(Records drawn from a dataset)

● ● ● ●

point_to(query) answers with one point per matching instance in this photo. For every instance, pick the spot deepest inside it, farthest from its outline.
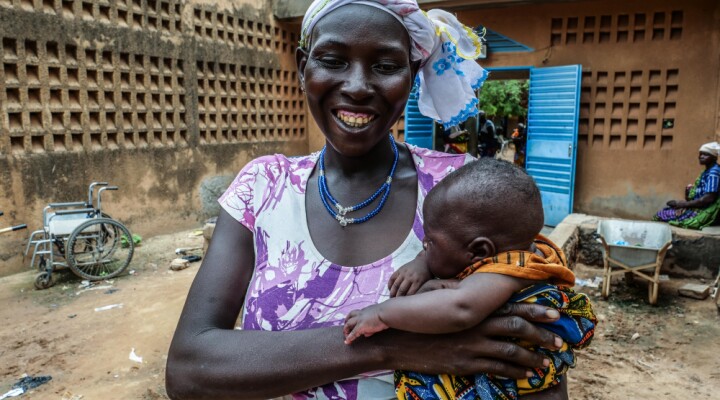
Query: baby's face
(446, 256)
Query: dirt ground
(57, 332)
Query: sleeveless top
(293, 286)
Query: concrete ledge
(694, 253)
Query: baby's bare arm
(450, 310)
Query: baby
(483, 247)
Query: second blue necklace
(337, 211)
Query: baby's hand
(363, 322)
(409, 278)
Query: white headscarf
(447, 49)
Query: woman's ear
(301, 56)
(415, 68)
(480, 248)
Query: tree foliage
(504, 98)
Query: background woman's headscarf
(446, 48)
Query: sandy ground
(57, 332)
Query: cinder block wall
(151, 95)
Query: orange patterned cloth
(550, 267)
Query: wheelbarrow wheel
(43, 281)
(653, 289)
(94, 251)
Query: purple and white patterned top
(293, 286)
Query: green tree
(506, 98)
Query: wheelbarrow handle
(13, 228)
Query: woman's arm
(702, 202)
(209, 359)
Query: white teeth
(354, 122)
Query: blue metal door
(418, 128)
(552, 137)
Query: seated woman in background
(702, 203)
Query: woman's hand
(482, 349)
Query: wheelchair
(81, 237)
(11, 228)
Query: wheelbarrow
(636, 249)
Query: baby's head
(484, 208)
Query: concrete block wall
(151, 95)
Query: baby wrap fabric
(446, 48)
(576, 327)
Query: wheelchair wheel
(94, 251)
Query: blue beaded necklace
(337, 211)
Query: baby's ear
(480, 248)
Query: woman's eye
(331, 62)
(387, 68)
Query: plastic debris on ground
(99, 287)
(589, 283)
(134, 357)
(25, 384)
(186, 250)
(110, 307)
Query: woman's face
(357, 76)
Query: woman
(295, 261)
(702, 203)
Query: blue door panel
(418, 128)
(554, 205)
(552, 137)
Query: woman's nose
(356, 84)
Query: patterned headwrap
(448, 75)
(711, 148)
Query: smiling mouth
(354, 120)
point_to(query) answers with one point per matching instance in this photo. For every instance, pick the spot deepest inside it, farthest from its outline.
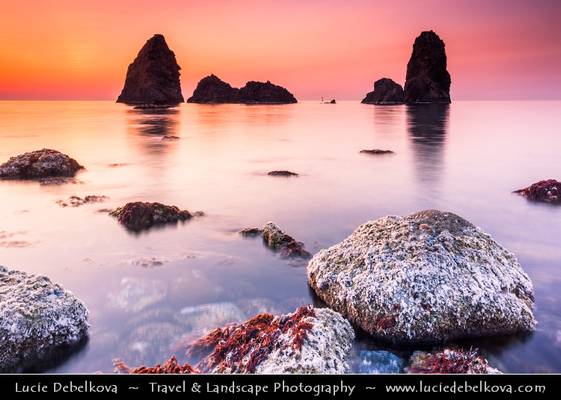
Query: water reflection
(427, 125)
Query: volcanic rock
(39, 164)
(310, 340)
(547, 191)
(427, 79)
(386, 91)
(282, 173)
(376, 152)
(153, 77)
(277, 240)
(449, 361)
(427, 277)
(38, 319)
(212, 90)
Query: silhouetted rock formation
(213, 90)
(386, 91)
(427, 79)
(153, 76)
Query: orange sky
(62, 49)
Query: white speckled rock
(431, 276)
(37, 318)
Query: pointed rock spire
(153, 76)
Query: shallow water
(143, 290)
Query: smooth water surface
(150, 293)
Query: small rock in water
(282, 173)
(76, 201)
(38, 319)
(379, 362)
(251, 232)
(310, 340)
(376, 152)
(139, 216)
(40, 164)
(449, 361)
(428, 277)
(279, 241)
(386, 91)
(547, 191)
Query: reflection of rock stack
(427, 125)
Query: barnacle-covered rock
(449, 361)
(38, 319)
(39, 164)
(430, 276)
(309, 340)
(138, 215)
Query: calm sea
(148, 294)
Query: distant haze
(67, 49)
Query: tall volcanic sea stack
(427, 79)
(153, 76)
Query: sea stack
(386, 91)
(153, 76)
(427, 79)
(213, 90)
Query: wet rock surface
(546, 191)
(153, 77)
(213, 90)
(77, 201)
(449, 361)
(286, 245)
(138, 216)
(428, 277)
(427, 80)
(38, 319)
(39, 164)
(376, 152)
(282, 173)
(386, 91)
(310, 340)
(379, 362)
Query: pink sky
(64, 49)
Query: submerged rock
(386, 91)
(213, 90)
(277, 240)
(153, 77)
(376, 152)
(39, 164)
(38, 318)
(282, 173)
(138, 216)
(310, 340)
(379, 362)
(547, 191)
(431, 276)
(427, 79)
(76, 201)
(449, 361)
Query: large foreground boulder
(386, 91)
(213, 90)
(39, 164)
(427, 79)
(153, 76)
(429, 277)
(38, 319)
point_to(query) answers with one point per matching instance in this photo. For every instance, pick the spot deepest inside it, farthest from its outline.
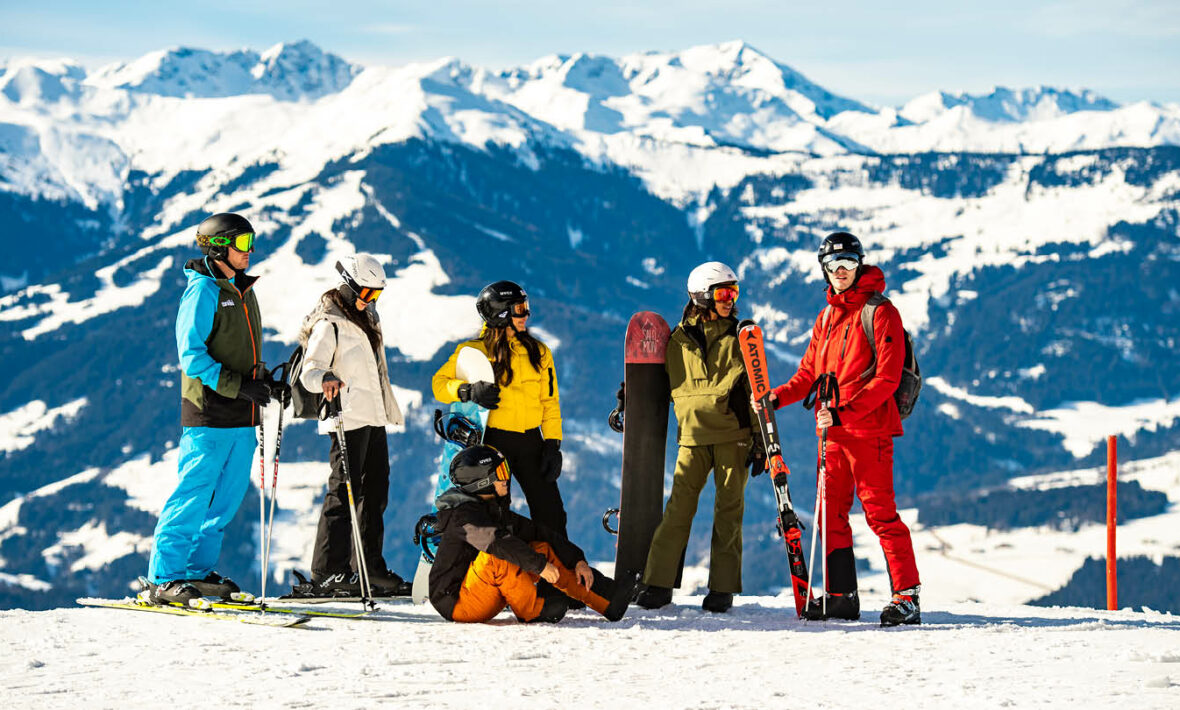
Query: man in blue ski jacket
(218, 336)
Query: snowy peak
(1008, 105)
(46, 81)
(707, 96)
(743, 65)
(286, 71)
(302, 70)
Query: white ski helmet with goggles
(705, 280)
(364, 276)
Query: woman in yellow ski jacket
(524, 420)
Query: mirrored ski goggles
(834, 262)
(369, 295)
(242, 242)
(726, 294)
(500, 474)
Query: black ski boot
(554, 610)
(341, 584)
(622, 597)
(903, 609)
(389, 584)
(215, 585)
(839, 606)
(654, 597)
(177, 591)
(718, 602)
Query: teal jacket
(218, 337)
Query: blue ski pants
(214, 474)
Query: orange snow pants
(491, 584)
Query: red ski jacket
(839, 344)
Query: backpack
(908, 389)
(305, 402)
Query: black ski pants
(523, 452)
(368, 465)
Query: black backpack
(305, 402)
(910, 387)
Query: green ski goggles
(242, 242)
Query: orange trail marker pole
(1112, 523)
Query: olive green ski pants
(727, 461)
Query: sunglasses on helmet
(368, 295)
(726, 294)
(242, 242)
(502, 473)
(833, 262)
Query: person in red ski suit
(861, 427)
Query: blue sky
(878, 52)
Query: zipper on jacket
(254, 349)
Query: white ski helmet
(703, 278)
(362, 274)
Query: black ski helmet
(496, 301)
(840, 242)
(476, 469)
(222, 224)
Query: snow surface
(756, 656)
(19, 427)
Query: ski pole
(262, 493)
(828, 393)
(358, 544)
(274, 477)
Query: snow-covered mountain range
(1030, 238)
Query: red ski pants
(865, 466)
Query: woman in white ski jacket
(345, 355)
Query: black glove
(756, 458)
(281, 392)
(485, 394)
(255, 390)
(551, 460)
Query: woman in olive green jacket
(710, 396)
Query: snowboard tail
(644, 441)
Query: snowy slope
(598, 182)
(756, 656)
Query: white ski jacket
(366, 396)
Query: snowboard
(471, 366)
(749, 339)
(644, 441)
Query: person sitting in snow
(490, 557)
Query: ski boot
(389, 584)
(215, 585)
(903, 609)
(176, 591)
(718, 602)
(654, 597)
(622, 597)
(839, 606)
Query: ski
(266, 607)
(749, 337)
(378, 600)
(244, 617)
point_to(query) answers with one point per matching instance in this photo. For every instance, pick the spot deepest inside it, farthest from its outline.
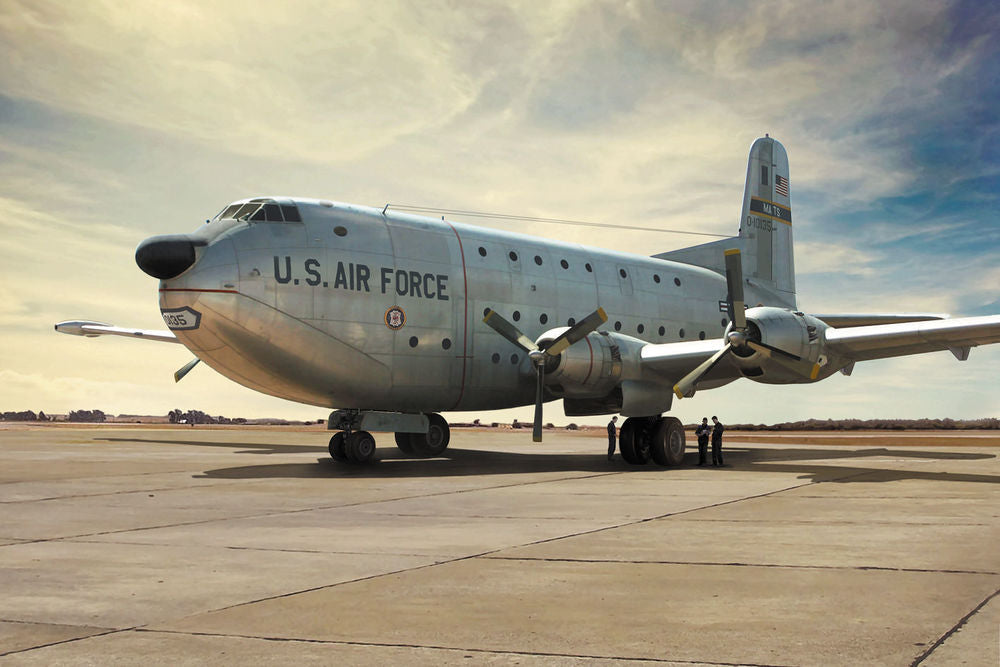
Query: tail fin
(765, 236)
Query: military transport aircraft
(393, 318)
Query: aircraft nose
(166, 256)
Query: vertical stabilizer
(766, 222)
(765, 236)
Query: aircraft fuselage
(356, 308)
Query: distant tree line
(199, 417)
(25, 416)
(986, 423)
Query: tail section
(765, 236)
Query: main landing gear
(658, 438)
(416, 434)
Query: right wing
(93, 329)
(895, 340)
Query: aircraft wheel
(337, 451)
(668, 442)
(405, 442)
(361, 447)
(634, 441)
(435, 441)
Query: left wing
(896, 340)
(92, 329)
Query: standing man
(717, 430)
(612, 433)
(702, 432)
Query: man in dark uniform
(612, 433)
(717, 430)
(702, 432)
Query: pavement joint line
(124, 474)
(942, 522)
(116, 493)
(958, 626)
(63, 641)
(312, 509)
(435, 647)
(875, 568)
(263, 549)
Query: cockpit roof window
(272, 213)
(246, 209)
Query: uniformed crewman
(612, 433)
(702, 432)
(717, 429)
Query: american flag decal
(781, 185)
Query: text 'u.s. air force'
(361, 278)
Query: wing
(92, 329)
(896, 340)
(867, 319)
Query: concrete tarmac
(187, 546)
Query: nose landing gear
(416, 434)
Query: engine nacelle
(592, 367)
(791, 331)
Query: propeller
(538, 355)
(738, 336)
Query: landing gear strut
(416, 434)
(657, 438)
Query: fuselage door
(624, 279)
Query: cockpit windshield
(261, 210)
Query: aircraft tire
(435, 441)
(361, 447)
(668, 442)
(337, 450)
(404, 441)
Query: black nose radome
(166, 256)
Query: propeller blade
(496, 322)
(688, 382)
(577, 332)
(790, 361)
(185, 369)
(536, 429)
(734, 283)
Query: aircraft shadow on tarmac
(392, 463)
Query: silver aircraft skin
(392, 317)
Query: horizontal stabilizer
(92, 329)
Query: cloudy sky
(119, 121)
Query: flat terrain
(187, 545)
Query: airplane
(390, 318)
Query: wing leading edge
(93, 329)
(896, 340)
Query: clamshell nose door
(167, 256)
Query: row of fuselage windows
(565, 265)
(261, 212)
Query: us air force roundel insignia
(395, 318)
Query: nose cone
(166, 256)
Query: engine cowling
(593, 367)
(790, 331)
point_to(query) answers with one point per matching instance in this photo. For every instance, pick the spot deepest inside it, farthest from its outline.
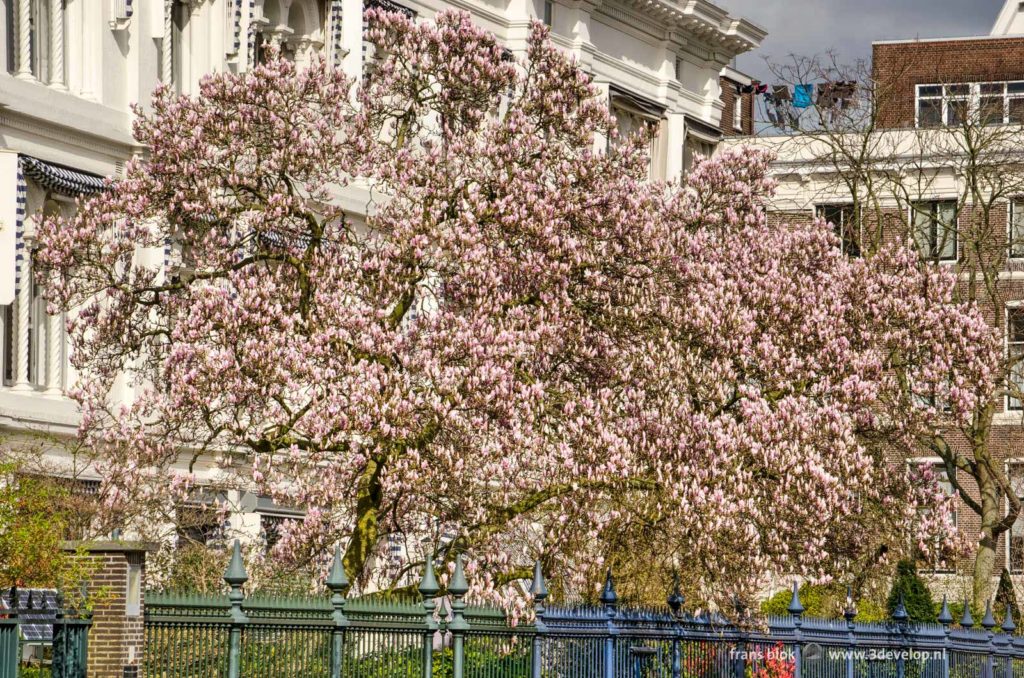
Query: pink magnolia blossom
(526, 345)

● ● ● ●

- _Problem_:
Beginning with the line that contains "Query: uniformed crewman" in the data above, please copy each line exactly until the last line, both ends included, skipping any pictures.

- _Solution below_:
Query: uniformed crewman
(612, 433)
(702, 432)
(717, 429)
Query: american flag decal
(781, 185)
Query: text 'u.s. air force'
(361, 278)
Query: wing
(92, 329)
(896, 340)
(867, 319)
Query: concrete tarmac
(187, 546)
Query: nose landing gear
(416, 434)
Query: engine nacelle
(592, 367)
(791, 331)
Query: propeller
(538, 355)
(738, 336)
Query: landing gear strut
(416, 434)
(657, 438)
Query: fuselage door
(624, 279)
Query: cockpit windshield
(261, 210)
Query: aircraft tire
(435, 441)
(361, 447)
(668, 442)
(337, 450)
(404, 441)
Query: black nose radome
(166, 256)
Query: propeller blade
(496, 322)
(688, 382)
(577, 332)
(790, 361)
(185, 369)
(536, 429)
(734, 283)
Query: aircraft shadow on tarmac
(392, 463)
Query: silver aircraft skin
(392, 317)
Query: horizontal stabilizer
(92, 329)
Query: cloudy sky
(119, 121)
Query: flat terrain
(187, 545)
Query: airplane
(390, 318)
Query: wing leading edge
(93, 329)
(896, 340)
Query: clamshell nose door
(167, 256)
Query: row of fuselage windows
(565, 265)
(261, 212)
Query: us air force roundel insignia
(395, 318)
Query: nose cone
(166, 256)
Query: engine cowling
(593, 367)
(790, 331)
point_to(query) answers with one point per matching instance in this photo. For every instance, pick the spot deepest inside it, farthest from its outline.
Query: pink magnolia blossom
(526, 345)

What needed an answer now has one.